EXTRACTED DATA
▼▼▼

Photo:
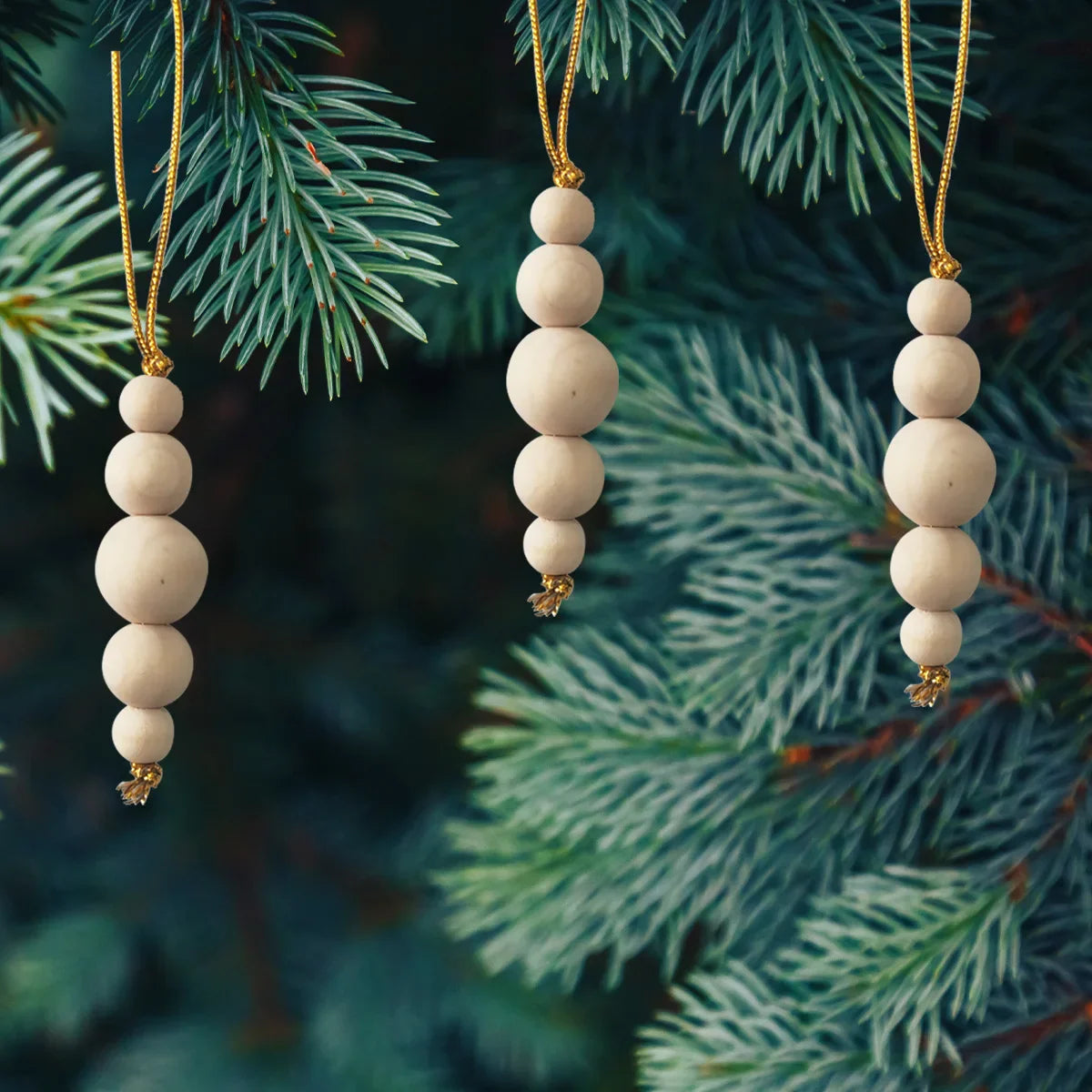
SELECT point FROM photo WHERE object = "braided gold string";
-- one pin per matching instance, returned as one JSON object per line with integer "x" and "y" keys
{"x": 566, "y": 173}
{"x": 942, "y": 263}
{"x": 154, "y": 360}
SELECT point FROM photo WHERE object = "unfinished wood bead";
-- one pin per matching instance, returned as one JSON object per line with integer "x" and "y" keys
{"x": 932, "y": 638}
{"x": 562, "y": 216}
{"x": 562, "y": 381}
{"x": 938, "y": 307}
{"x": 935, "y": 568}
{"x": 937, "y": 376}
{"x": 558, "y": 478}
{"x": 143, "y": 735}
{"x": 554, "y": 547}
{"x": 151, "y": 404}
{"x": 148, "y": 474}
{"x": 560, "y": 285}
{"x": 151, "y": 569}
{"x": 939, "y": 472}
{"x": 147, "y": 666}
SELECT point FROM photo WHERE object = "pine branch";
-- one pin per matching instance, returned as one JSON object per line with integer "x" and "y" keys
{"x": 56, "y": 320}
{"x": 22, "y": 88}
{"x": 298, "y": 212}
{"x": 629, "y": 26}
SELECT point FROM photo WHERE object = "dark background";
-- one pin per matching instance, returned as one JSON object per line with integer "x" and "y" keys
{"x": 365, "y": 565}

▲▲▲

EXERCISE BRIEF
Every record above, copied exactly and without a single picture, makes up the answer.

SOLUTION FOR THIS EXERCISE
Photo:
SELECT point FROM photo WHERE object = "braided gold string";
-- one pin per matching instance, returned as one JSON object per line with integer "x" and "y" keys
{"x": 566, "y": 173}
{"x": 942, "y": 263}
{"x": 154, "y": 360}
SELECT point FROM photo WHERE object = "unfinished wood bead";
-- one pin per matching instance, returned as one JSON object per line with integer "x" and "y" keys
{"x": 932, "y": 638}
{"x": 562, "y": 216}
{"x": 562, "y": 381}
{"x": 938, "y": 307}
{"x": 935, "y": 568}
{"x": 937, "y": 376}
{"x": 558, "y": 478}
{"x": 143, "y": 735}
{"x": 554, "y": 547}
{"x": 151, "y": 404}
{"x": 148, "y": 474}
{"x": 560, "y": 285}
{"x": 151, "y": 569}
{"x": 939, "y": 472}
{"x": 147, "y": 666}
SELECT point FROM photo WHERE object = "pine branch";
-- one pin per matching instance, returned as one JSON object per line with integer "x" and "y" keys
{"x": 56, "y": 320}
{"x": 22, "y": 88}
{"x": 298, "y": 212}
{"x": 629, "y": 26}
SELECT point FROM photo WHERE object = "dark background";
-- one pin per matching instance, returned as one JSON object per line with integer "x" and "y" keys
{"x": 365, "y": 565}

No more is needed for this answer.